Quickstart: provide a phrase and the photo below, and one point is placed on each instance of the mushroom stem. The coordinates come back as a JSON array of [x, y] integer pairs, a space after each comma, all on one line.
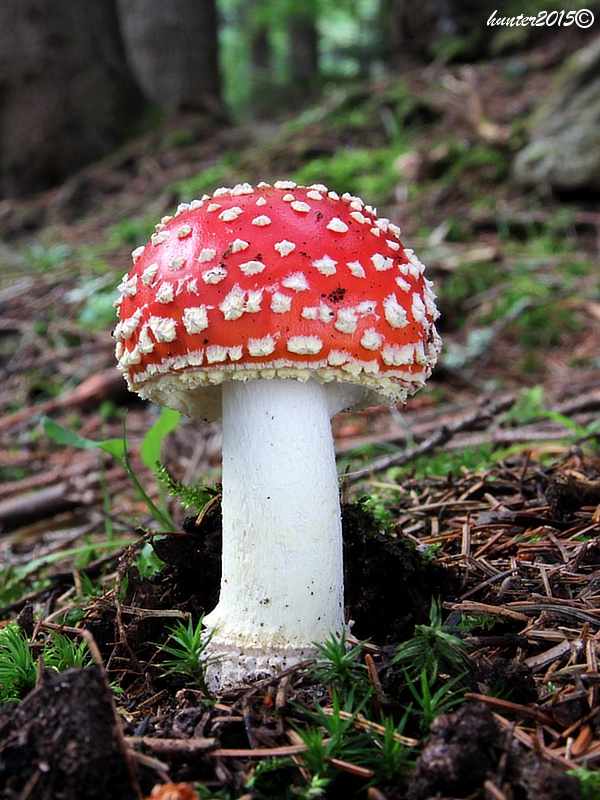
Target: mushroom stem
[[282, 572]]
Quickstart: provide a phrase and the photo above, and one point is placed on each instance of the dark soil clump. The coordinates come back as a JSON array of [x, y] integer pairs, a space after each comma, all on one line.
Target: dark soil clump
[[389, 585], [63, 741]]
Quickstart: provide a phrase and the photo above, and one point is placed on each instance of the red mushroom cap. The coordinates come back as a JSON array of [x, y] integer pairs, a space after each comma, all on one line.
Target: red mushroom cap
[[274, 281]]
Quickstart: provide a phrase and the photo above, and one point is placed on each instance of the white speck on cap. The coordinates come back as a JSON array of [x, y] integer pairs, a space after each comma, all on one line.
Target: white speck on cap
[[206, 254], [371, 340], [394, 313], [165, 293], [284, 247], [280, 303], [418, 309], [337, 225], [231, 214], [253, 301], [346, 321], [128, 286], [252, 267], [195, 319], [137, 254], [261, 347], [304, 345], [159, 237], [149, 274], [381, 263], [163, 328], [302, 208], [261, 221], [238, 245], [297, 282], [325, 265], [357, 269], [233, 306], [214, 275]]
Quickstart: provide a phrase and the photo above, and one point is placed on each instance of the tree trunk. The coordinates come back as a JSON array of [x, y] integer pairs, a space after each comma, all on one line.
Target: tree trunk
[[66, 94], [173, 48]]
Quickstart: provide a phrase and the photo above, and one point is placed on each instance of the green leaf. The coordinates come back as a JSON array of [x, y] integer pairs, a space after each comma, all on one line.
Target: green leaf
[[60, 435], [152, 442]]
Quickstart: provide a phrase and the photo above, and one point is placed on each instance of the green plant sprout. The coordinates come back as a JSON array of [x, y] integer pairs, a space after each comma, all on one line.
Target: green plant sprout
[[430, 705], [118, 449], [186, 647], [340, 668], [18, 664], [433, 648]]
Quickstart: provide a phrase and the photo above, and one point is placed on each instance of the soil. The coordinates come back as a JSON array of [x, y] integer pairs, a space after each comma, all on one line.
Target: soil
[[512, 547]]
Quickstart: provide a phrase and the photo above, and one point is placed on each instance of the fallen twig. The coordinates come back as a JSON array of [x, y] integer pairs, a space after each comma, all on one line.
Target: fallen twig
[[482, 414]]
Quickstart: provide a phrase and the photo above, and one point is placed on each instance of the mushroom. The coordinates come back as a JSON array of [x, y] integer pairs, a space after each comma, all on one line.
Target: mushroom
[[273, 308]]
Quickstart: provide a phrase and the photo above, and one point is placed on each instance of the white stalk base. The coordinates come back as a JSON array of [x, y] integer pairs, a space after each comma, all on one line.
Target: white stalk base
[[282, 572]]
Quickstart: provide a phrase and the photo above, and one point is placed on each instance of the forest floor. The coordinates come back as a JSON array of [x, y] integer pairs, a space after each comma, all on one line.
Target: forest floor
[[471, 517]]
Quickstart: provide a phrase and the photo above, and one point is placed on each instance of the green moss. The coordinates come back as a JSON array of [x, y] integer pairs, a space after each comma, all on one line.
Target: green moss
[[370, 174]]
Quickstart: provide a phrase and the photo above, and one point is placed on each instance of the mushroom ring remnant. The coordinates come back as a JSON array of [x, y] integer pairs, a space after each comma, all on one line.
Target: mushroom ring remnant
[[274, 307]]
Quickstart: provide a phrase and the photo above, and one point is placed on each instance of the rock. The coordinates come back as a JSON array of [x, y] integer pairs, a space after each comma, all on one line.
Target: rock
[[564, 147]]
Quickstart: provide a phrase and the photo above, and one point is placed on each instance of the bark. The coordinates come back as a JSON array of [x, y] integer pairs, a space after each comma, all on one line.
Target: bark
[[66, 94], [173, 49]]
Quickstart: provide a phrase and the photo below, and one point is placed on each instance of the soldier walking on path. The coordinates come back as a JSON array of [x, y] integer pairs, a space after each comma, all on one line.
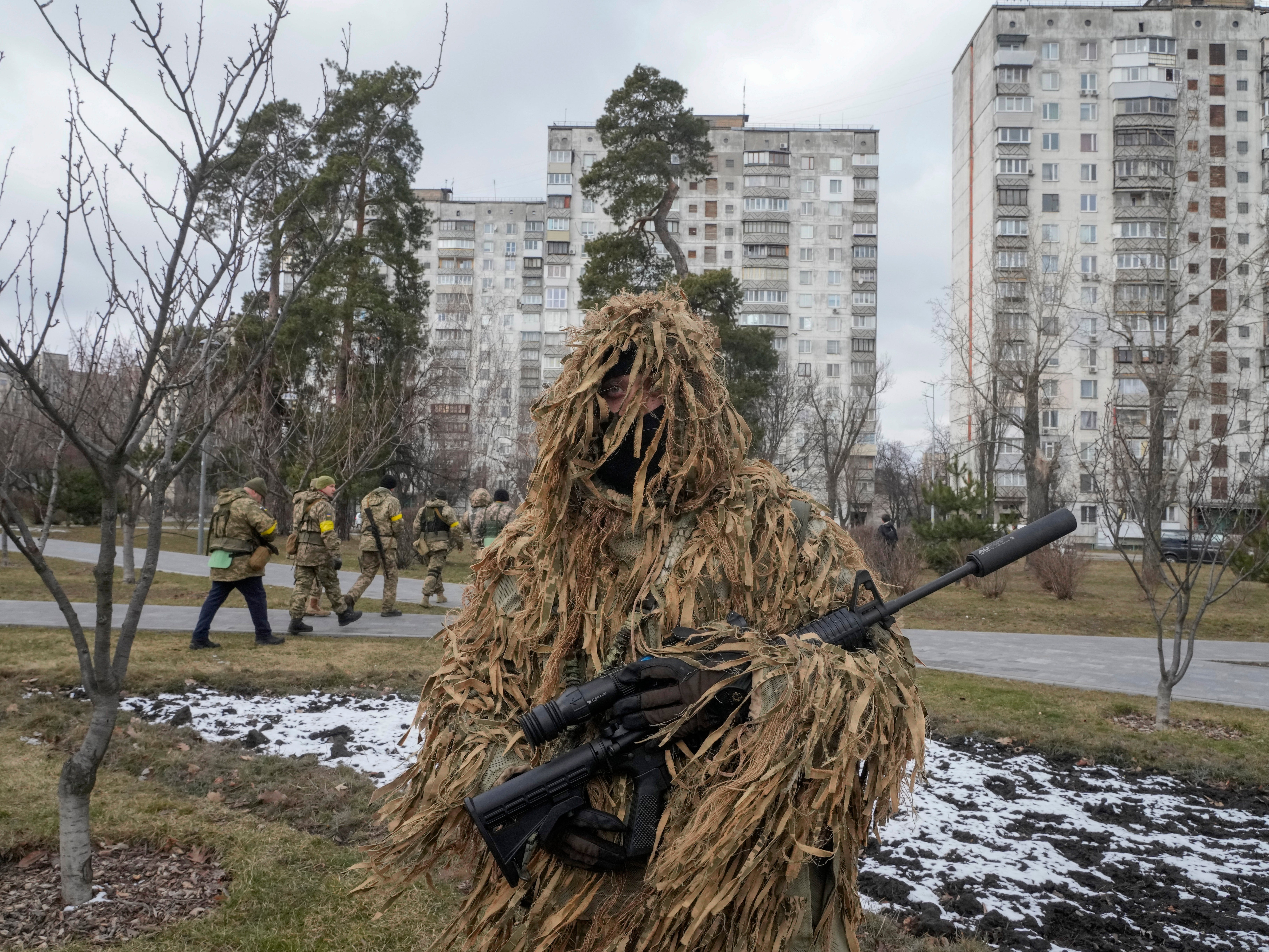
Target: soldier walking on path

——

Stated problem: Copy out the entries above word for word, from the line with "of the forest" to the line with "[[564, 147]]", including both of those lines.

Exercise answer:
Quickstart: provide a phrase and the photo above, and one point is placed on each instance of the forest floor. The coordinates come back as a JSON array of [x, y] integer pairs, a space after each comma, all on one line.
Target: forest floor
[[471, 517]]
Quickstart: provide a phrase and the photo above, and one point is placed on each instance of the green moss. The coordinates come back as a JSON array of [x, y] integer pairs, a space after each comma, all on one line.
Target: green moss
[[370, 174]]
Quickstart: provide a phrase and the photo above, and one point is placed on each instance of the mushroom ring remnant. The coordinates come back as a JSON array of [x, y] integer pairs, a space after each comma, all on one line.
Target: mushroom ring remnant
[[274, 307]]
Quickstart: provide a phrase and the photo above, and one point is placed on each instance of the rock. The coordinates come back as a JSON array of [x, y] integer pairs, a space after each comma, all on one line.
Target: rock
[[564, 147]]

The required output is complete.